[Stored items from a collection]
^^^^^^^^^^^^^^^^

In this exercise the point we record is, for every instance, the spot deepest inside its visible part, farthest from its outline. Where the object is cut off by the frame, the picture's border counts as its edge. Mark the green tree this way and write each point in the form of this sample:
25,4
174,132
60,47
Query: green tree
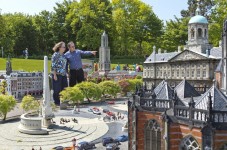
88,20
176,34
45,35
125,86
205,7
110,88
73,94
133,83
7,103
135,26
90,90
29,103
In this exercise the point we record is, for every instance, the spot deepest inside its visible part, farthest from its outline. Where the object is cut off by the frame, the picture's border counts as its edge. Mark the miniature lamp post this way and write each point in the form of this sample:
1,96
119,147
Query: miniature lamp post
74,143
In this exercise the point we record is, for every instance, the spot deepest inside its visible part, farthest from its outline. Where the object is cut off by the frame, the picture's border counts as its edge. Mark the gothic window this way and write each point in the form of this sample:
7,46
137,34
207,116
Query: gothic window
152,135
189,143
207,137
204,73
192,33
193,73
224,147
198,72
172,73
200,33
187,73
205,33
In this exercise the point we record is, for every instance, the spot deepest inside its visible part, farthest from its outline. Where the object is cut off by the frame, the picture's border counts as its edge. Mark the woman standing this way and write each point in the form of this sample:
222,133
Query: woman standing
58,68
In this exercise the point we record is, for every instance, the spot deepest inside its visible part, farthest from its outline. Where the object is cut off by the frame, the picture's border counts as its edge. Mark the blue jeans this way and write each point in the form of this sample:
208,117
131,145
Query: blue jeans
58,86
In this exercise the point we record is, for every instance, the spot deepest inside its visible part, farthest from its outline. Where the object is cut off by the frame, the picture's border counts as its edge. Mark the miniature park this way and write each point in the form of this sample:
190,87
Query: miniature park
146,86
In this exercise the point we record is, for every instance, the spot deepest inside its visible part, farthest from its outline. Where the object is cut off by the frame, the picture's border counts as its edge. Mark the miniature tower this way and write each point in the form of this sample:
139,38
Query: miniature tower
8,67
224,57
104,54
46,108
198,33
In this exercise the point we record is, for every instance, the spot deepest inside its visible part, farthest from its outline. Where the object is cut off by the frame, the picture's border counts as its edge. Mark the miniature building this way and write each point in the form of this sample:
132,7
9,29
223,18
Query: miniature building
104,55
22,83
169,119
197,62
178,117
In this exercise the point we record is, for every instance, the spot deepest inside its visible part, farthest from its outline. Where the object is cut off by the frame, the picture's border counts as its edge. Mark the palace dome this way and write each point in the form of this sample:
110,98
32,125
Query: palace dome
198,19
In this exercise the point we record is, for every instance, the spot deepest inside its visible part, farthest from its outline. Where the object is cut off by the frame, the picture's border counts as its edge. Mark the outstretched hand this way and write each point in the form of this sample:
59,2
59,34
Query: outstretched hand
93,52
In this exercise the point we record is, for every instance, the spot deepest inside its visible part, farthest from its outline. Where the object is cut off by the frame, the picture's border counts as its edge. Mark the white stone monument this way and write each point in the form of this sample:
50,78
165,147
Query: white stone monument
46,108
104,55
38,123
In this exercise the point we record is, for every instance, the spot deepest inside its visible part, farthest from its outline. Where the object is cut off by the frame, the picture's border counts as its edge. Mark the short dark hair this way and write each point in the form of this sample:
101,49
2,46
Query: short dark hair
57,46
71,42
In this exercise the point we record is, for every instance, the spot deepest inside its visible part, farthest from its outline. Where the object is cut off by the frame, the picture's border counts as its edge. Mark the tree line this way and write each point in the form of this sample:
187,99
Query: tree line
132,26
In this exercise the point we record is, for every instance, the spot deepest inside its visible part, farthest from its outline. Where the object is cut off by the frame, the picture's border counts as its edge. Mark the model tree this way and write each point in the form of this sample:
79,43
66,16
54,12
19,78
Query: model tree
3,87
73,94
125,85
7,103
29,103
110,88
133,83
90,90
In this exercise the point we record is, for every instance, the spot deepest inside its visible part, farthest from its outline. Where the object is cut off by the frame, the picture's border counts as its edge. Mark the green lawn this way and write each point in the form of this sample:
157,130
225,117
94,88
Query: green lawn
37,65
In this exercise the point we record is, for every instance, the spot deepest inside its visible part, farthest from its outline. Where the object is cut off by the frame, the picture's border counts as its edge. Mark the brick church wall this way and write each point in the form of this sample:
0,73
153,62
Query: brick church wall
142,118
220,138
218,78
177,132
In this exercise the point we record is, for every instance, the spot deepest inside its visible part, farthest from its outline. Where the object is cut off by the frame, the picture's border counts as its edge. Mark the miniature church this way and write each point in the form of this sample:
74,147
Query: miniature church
104,55
180,117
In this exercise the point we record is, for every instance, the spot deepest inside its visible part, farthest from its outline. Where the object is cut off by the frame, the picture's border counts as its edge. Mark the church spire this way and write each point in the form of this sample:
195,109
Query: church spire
198,12
104,40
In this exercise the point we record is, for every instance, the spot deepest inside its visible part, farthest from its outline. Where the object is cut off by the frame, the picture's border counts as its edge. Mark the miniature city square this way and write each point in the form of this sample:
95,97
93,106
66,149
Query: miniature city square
172,100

^^^^^^^^^^^^^^^^

Copy the lines above exactly. Do not include pictures.

_Answer below_
In this exercise the point we record is, for every instance, the spot deepest inside its visible part, farthest from its outline. Where the object is cut off by the frame, the picture's border counts as its edge. Mark the green tree this way and write each point in the form of this sample:
25,4
174,132
60,47
Query: green tree
88,20
176,34
45,35
125,86
205,7
110,88
73,94
133,83
7,103
135,26
90,90
29,103
In this exercise the point we record is, for every instance, the spot deepest inside its visible part, farthest from its outline. Where the object is cut off by the frame, the picture's border counts as its edge. Mark the miniature lamp post this way and write each point in the form of this sample:
1,96
119,147
Query: miniature lamp post
74,143
In this exercise the point we record is, for every instance, the spot deepest inside its visible part, farthest from its outline. Where the object is cut off by the frame, the picture's border counts as its edge. Mark the gothic window this way and write each point in the form of this sample:
7,46
137,34
207,116
Query: gothic window
152,135
189,143
207,137
204,73
192,33
193,73
224,147
198,72
172,73
200,33
187,73
205,33
In this exercise the point we record is, for every instance, the spot deepest inside its visible part, farthest from its outline. Where the object is cut off by the frame, the picture's border counts as its edge. Mark the woman standing this way and write each point in the form of this sample:
222,133
Query: woman standing
58,68
In this exercise the point we record is, for every instance, the spot deepest inside its visible part, farthest from its outline. Where the object is cut off by the frame, the picture's border counts as its edge. Mark the blue jeans this way and write each point in the form of this sample:
208,117
131,145
Query: blue jeans
58,86
In this exercise the point we record is, for every instance, the spot deepest inside its visible part, farthest from its outline. Where the object is cut off by the frame, the picture's border counts as its edge. Mark the miniature park this way and write each point in the form of this sample:
190,87
Query: miniature park
146,86
In this exercise the point we record is, for every instance, the spot deepest inside its visible part, farthest from its outline. Where the object is cut off by the frame, the picture's border counts as its edge. Mark the miniature tower this way and write each point in the form of this sample:
139,38
Query: miniature tower
8,67
224,57
104,54
46,108
198,33
In this exercise the point we record is, for every instance, the spot deepest inside its visible part, farthest from its outline. Where the object is cut off by the frame, the picture's border counts as its edge. Mark the miniature building this way and write each point in the form of this sample:
132,7
9,29
223,18
Query: miniature building
104,55
22,83
169,119
197,62
178,117
In this exercise the point we record is, for every instance, the spot deepest inside its visible part, farthest from its outline. Where the object is cut off by the frame, the picture's border counts as its edge. Mark the palace dome this way and write each point in the form of this sample:
110,98
32,125
Query: palace dome
198,19
In this exercise the point we record is, for every instance, the spot deepest inside its visible part, farthest from its outline. Where the object is cut off by the frame, the picture's border counts as its edge. Mark the outstretched hand this way and write each point in the form of this sample:
59,2
59,34
Query: outstretched hand
93,52
In this exercise the point we record is, for every instance, the spot deepest inside its visible part, farthest from its outline. Where the object is cut off by the frame, the picture's border counts as its edge. Mark the white stone monument this way and write each point in the form of this sample:
50,78
165,147
Query: white stone monument
46,108
104,55
38,123
In this exercise the point we record is, for every instance, the spot deepest inside its visible part, farthest from its outline. Where the object is cut off by the frame, the picture's border counts as its edge. Mark the short dark hair this way and write each point in the form of this sample:
101,49
2,46
Query: short dark hair
57,46
71,42
In this exercise the point we record is, for every instance, the spot deepest inside its visible part, farthest from its outline. Where the object is cut off by the frame, the picture's border counts as its edge. Mark the tree line this way and write each point in the form of this sample:
187,99
Query: tree line
132,26
In this exercise the point we record is, for every instance, the spot deepest inside its visible part, farthest from its outline. Where the object is cut off by the frame, the picture's border counts as its edge. Mark the model tree this way and write each point in the form of this sample:
79,43
66,16
54,12
19,78
Query: model tree
3,87
73,94
125,85
7,103
29,103
110,88
133,83
90,90
In this exercise the point we record is, for every instance, the spot deepest inside its visible part, farthest from its outline. Where the object is cut off by the frame, the picture's border counts as its edge. Mark the green lawn this way and write each point in the form of this sample:
157,130
225,117
94,88
Query: green lawn
37,65
In this exercise the point we record is, for every instance, the spot deepest inside its visible part, farthest from its outline. Where the object is cut off by the frame, the picture's border counts as its edge. Mark the brick church wall this way and write each point in the form of this sample:
0,73
153,62
Query: brick church wall
142,118
220,138
218,78
177,132
In this exercise the point we record is, for every instance, the spot deepest inside its visible part, farthest from its outline. Where the object is cut off by the frame, the picture's border counts as its edge. Mark the miniature church this way and write each point in the form of this sample:
74,147
Query: miniature church
104,55
180,117
In this exercise the point we record is, for every instance, the spot deepest inside its visible part, farthest from its outline. Where the object is cut off by the frame, the picture's border counts as its edge. Mark the church spire this way and write each point in the form of this sample:
195,109
Query: church spire
198,12
104,40
In this exercise the point we record is, for every instance, the spot deepest inside its visible part, farthest from its outline. Where the object is cut off by the frame, the picture's border counts as its edge. Mark the miniature city square this way and write each point in the form of this sample:
95,97
93,106
66,149
Query: miniature city square
172,100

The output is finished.